__Task objective__
Rewrite the records below, changing each "Return the outline" to "Give the outline" and keeping every other character the same.

## Start Supplied entries

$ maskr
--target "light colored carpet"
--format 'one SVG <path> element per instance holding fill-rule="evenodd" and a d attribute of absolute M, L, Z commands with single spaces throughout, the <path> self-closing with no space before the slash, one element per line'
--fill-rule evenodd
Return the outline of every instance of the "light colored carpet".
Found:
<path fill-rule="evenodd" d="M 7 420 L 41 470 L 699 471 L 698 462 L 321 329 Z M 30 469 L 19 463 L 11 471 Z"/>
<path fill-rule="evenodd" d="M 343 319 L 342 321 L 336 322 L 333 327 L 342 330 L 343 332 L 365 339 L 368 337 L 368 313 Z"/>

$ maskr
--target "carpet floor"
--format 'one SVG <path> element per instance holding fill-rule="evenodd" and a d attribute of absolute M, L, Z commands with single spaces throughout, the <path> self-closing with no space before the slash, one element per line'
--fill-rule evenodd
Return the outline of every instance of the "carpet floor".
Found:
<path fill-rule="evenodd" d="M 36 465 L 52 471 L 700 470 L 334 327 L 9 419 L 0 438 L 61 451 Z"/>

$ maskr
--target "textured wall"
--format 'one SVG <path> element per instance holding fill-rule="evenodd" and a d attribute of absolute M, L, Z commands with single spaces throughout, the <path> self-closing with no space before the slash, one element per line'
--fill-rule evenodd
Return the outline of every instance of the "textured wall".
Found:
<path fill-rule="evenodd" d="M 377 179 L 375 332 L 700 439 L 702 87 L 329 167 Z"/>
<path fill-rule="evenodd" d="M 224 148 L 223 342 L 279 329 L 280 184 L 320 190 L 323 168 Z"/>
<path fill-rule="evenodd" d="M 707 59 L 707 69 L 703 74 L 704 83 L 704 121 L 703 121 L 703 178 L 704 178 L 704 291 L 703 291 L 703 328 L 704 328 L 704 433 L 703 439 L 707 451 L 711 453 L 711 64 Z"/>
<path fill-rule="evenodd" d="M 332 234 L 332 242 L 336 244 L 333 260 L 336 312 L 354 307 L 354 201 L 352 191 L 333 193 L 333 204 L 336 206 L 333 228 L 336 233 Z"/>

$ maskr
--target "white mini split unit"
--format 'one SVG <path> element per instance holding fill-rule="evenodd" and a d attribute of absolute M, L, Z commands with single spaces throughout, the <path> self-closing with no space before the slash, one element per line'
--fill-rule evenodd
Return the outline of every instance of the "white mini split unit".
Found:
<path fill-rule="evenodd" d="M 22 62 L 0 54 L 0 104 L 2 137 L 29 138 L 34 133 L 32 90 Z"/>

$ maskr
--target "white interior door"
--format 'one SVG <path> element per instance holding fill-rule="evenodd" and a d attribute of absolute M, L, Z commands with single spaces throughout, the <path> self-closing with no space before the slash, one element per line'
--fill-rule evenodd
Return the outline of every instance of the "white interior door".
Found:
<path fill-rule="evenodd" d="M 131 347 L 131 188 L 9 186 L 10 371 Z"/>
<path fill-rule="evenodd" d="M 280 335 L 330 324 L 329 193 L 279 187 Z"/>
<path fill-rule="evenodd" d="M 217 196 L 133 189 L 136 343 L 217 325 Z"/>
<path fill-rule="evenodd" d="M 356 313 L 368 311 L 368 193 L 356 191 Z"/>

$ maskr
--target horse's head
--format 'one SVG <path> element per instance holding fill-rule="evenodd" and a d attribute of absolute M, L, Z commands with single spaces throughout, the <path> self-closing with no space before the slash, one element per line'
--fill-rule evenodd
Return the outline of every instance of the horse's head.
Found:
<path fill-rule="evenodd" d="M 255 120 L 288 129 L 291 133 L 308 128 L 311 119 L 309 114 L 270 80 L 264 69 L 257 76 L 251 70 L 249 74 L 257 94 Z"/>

## End Supplied entries

__Correct output__
$ maskr
--target "light colored carpet"
--format 'one SVG <path> element per instance holding fill-rule="evenodd" and a d attribute of absolute M, L, Z commands with single spaces throughout, the <path> self-closing with no space before the slash, one element per line'
--fill-rule evenodd
Give the outline of every instance of the "light colored carpet".
Found:
<path fill-rule="evenodd" d="M 7 420 L 41 470 L 699 471 L 698 462 L 321 329 Z M 30 469 L 19 463 L 11 471 Z"/>
<path fill-rule="evenodd" d="M 343 319 L 342 321 L 336 322 L 333 327 L 342 330 L 343 332 L 365 339 L 368 337 L 368 313 Z"/>

$ maskr
--target "carpet floor"
--format 'one SVG <path> element per instance holding fill-rule="evenodd" and a d attribute of absolute M, L, Z commands with single spaces throughout, the <path> self-closing with no space before the slash, one element per line'
--fill-rule evenodd
Give the outline of every instance of the "carpet floor".
Found:
<path fill-rule="evenodd" d="M 36 465 L 52 471 L 700 470 L 334 327 L 9 419 L 0 438 L 61 451 Z"/>

$ maskr
--target "textured wall"
--format 'one SVG <path> element per instance holding fill-rule="evenodd" and a d attribute of absolute M, L, Z commands with single spaces throughout, the <path> self-closing with no space before the slash, one element per line'
--fill-rule evenodd
Give the outline of every instance of the "textured wall".
Found:
<path fill-rule="evenodd" d="M 377 179 L 375 332 L 700 439 L 702 87 L 329 167 Z"/>
<path fill-rule="evenodd" d="M 224 148 L 223 342 L 279 329 L 280 184 L 320 190 L 323 168 Z"/>
<path fill-rule="evenodd" d="M 707 59 L 707 69 L 703 74 L 704 83 L 704 121 L 703 121 L 703 178 L 704 178 L 704 291 L 703 291 L 703 328 L 704 328 L 704 433 L 703 439 L 707 451 L 711 453 L 711 64 Z"/>
<path fill-rule="evenodd" d="M 332 234 L 332 242 L 336 244 L 333 260 L 336 312 L 354 307 L 354 201 L 352 191 L 333 193 L 333 204 L 336 206 L 333 228 L 336 233 Z"/>

$ maskr
--target "white mini split unit"
--format 'one SVG <path> element per instance holding fill-rule="evenodd" and a d attribute of absolute M, L, Z commands with single spaces throughout, the <path> self-closing with no space before the slash, one element per line'
--fill-rule evenodd
Give the outline of every instance of the "white mini split unit".
Found:
<path fill-rule="evenodd" d="M 22 62 L 0 54 L 0 104 L 2 137 L 29 138 L 34 133 L 32 90 Z"/>

$ maskr
--target "white interior door"
--format 'one SVG <path> element per instance holding fill-rule="evenodd" and a d attribute of absolute M, L, Z commands with single spaces throughout, the <path> self-closing with no space before the slash, one element per line'
--fill-rule evenodd
Give the outline of every instance of the "white interior door".
Found:
<path fill-rule="evenodd" d="M 131 347 L 131 188 L 9 186 L 10 371 Z"/>
<path fill-rule="evenodd" d="M 280 335 L 330 324 L 329 193 L 279 187 Z"/>
<path fill-rule="evenodd" d="M 217 196 L 133 189 L 136 343 L 217 325 Z"/>
<path fill-rule="evenodd" d="M 356 313 L 368 311 L 368 193 L 356 191 Z"/>

$ maskr
--target horse's head
--format 'one SVG <path> element per instance holding fill-rule="evenodd" and a d attribute of absolute M, L, Z commands with single spaces throughout, the <path> self-closing with no space before the slash, one element per line'
--fill-rule evenodd
Give the outline of every instance of the horse's head.
Found:
<path fill-rule="evenodd" d="M 255 120 L 288 129 L 291 133 L 308 128 L 311 119 L 309 114 L 270 80 L 264 69 L 257 76 L 251 70 L 249 74 L 257 94 Z"/>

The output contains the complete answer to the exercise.